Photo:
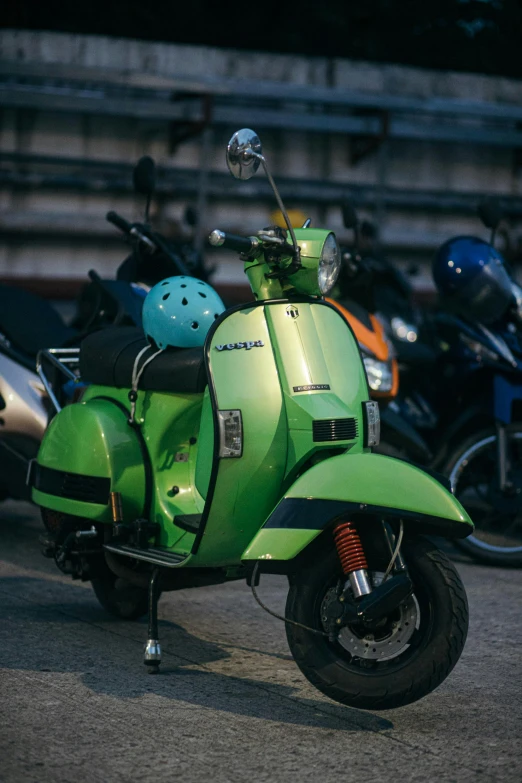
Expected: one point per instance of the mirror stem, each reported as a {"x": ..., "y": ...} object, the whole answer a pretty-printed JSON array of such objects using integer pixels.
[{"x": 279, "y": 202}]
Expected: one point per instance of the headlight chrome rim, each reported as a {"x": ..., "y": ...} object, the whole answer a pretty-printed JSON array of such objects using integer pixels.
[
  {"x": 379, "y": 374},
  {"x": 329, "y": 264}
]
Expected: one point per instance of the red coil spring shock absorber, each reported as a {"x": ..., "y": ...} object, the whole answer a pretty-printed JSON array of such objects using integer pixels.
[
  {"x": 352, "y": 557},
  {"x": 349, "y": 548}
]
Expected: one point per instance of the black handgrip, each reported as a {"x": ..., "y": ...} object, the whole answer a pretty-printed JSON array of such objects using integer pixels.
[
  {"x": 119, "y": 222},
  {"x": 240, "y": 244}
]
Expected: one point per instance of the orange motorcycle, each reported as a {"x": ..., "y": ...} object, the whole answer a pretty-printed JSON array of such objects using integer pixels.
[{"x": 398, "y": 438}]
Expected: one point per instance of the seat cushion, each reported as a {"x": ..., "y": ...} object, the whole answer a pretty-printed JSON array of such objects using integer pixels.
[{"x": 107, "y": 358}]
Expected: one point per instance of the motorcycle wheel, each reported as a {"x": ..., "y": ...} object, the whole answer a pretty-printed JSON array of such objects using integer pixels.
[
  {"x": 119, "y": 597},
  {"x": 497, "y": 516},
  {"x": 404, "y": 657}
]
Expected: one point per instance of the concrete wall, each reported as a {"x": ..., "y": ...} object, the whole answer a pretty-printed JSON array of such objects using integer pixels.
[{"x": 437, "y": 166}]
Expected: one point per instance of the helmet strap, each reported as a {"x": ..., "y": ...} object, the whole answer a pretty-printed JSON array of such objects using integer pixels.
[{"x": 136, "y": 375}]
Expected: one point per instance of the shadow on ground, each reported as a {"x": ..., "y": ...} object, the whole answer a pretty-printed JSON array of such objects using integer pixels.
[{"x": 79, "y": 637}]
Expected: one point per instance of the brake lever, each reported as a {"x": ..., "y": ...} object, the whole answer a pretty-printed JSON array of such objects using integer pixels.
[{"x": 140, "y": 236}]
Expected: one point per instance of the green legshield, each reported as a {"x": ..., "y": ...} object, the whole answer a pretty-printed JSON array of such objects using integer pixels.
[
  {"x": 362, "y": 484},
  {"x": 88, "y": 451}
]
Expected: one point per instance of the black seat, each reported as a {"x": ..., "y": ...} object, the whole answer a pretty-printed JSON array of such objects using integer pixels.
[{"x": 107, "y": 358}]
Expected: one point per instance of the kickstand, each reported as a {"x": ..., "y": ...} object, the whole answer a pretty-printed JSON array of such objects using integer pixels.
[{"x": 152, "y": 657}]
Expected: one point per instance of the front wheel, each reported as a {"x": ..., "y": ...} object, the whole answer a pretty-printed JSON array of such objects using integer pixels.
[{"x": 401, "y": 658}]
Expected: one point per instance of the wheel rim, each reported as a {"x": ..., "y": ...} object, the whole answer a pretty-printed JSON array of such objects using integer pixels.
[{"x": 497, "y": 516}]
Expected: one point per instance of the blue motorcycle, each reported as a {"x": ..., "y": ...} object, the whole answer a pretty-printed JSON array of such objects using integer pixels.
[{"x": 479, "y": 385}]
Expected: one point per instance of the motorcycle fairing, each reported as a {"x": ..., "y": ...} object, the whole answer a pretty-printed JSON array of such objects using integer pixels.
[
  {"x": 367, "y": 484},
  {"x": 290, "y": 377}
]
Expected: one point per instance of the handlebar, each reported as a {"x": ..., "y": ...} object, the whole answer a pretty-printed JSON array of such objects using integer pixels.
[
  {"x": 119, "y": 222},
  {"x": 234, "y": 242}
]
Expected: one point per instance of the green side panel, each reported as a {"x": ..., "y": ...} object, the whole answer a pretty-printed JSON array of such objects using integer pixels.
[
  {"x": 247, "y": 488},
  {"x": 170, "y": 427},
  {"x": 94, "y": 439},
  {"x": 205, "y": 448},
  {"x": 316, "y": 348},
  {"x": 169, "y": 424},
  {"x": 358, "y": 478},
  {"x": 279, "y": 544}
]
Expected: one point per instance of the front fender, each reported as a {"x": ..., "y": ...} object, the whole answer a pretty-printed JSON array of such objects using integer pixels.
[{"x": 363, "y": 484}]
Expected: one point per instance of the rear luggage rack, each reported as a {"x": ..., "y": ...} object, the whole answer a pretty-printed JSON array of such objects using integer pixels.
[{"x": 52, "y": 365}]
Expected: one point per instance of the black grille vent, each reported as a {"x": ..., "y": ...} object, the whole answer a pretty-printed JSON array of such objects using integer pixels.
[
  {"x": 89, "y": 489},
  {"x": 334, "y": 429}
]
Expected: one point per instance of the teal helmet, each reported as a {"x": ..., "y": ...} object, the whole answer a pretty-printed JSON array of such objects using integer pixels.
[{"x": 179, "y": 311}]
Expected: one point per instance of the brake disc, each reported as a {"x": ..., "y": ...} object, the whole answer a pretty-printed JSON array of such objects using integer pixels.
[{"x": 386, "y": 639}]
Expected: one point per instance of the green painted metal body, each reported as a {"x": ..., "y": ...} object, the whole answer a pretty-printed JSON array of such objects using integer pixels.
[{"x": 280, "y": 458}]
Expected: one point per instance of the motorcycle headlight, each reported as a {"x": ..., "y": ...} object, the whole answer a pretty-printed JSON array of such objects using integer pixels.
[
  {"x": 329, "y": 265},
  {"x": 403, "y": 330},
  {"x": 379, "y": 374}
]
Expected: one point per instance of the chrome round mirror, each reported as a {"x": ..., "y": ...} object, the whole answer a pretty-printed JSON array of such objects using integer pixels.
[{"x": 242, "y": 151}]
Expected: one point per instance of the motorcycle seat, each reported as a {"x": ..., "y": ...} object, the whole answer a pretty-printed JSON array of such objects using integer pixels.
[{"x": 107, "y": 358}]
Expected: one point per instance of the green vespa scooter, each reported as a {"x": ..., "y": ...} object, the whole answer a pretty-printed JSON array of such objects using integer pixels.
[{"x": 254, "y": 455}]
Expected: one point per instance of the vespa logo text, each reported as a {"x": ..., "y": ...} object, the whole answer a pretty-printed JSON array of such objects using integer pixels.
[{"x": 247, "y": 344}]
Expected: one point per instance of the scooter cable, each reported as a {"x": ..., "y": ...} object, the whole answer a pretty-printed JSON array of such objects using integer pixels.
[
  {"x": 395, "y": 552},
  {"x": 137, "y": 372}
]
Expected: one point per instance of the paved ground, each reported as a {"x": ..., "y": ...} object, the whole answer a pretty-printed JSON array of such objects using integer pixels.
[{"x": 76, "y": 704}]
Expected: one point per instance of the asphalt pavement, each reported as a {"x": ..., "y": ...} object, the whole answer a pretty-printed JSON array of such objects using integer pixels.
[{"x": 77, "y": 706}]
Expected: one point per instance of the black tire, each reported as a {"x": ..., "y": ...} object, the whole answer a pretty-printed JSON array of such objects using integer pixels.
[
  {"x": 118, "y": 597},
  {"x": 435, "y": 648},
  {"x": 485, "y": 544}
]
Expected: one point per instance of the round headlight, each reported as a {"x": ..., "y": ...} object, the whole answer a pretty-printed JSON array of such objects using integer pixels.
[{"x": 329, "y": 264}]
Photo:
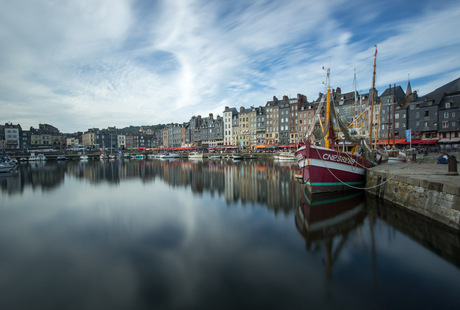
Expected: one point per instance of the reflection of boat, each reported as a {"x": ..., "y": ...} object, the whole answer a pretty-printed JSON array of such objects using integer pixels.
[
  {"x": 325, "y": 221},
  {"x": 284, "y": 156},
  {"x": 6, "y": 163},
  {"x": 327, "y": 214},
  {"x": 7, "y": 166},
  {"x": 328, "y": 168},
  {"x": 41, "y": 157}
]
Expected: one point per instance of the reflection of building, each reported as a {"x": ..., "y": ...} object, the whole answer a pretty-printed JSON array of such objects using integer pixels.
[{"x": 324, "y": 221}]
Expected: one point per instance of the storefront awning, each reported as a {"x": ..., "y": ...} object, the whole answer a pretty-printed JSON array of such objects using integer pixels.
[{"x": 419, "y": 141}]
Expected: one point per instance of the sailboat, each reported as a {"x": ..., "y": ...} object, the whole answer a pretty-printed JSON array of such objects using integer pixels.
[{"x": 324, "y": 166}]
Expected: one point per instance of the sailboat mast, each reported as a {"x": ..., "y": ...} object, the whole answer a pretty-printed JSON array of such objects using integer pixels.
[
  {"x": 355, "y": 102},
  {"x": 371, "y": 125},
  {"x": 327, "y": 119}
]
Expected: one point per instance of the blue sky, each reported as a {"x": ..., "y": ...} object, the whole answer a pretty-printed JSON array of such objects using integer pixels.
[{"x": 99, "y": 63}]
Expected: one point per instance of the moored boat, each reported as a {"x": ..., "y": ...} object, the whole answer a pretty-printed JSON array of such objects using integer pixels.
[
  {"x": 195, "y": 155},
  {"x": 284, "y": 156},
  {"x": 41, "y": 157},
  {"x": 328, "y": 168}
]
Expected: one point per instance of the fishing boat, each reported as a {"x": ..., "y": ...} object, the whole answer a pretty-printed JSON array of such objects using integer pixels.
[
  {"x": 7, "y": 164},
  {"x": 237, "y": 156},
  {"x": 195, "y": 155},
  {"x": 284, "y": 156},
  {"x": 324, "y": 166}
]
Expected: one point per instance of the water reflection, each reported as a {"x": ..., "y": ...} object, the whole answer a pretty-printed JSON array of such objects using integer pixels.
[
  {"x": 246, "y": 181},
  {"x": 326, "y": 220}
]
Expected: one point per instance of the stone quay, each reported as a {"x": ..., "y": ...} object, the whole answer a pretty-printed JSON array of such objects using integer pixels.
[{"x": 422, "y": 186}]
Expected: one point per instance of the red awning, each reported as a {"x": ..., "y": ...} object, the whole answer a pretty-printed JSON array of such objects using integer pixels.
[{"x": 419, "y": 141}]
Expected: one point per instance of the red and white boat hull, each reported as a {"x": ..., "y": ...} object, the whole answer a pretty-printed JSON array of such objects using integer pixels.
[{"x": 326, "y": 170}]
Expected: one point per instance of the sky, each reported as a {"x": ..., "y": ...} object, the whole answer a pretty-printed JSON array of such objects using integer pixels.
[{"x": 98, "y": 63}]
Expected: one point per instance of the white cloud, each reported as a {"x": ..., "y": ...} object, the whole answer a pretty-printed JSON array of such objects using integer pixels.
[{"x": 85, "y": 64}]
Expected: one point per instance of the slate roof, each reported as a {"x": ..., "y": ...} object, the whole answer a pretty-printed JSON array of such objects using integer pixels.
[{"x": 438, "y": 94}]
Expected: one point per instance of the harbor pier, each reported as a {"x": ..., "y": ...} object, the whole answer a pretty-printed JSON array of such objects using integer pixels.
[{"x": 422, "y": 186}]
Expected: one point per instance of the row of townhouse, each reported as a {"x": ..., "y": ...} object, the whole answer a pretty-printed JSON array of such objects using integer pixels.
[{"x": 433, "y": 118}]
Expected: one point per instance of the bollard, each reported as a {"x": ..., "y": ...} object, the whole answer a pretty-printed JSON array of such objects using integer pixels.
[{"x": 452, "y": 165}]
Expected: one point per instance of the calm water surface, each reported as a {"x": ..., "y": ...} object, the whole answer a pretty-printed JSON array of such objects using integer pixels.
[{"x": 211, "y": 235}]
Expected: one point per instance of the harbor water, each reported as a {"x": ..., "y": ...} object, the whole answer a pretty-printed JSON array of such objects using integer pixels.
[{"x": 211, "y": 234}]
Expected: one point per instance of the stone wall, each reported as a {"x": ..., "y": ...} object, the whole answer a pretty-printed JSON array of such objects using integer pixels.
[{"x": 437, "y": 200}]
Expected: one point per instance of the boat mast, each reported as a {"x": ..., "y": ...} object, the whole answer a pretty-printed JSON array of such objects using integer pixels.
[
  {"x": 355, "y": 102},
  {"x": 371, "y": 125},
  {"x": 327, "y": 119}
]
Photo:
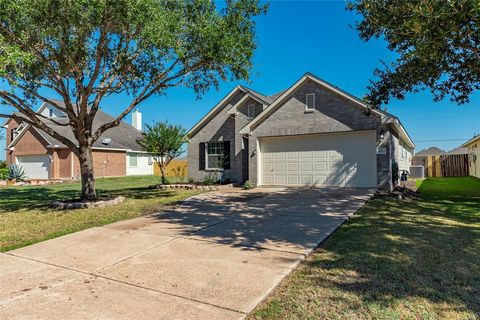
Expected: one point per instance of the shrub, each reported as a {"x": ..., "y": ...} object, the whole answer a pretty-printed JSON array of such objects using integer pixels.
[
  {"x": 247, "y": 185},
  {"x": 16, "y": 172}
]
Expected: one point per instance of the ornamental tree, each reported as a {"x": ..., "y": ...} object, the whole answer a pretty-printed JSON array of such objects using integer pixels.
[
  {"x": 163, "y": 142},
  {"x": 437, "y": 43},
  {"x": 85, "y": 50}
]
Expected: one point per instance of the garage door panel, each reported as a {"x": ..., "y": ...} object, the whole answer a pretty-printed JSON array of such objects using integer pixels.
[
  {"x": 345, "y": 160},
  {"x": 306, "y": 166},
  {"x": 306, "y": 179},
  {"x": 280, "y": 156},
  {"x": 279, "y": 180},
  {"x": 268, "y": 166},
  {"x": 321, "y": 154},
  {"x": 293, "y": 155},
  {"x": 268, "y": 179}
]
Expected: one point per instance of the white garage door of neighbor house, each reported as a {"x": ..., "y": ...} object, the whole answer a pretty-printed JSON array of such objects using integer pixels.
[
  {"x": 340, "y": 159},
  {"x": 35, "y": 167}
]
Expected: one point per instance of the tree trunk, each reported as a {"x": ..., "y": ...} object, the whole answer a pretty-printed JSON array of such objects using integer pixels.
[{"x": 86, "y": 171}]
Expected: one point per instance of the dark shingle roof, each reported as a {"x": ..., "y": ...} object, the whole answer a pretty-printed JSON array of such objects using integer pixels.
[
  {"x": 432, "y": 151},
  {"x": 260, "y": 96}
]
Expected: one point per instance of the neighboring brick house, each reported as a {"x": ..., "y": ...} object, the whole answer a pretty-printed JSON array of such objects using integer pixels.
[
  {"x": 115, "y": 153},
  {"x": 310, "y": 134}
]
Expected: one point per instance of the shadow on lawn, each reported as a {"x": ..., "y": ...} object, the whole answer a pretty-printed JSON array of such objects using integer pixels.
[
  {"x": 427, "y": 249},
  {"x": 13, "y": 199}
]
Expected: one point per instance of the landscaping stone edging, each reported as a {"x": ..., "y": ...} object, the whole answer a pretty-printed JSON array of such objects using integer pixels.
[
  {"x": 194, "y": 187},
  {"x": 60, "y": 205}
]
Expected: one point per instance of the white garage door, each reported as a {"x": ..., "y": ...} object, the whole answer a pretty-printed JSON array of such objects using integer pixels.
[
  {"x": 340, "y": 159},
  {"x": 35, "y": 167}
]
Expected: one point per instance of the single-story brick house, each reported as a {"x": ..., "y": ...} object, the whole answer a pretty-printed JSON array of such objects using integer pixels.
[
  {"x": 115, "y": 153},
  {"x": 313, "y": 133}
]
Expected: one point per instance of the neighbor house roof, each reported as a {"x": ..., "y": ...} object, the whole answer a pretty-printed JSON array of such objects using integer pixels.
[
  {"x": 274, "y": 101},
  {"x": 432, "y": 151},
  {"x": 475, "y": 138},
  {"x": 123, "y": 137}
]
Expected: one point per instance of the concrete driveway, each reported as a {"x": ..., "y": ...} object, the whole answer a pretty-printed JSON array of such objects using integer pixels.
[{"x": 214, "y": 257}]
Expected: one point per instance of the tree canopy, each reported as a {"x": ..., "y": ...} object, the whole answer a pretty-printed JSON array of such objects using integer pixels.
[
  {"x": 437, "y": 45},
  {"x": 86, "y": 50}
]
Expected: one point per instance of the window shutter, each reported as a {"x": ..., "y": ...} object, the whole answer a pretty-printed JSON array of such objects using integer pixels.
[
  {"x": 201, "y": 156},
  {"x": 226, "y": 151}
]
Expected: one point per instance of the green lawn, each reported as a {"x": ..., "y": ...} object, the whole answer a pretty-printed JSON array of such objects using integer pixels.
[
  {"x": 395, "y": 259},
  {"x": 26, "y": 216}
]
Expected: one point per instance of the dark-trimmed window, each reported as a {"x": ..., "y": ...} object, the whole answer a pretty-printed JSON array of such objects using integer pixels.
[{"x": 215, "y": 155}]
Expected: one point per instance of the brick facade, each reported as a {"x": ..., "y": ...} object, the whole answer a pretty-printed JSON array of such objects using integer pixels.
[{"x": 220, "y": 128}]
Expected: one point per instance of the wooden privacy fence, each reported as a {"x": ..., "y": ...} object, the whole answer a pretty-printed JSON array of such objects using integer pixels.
************
_What needs to be done_
The answer must contain only the lines from the one with "Expected: one point per instance of the brick" to the end of the entries above, each written out exactly.

_Exercise output_
Expected: one point per instance of the brick facade, each reported as a {"x": ..., "y": ...} object, the whole answer a pretty-printed JSON array of such objects using integer pixels.
[{"x": 220, "y": 128}]
Expected: one point per instance of the wooden privacy fence, each reported as a {"x": ..., "y": ...} object, the whole answer a pretty-printed JSON array of such objects using integer pixels.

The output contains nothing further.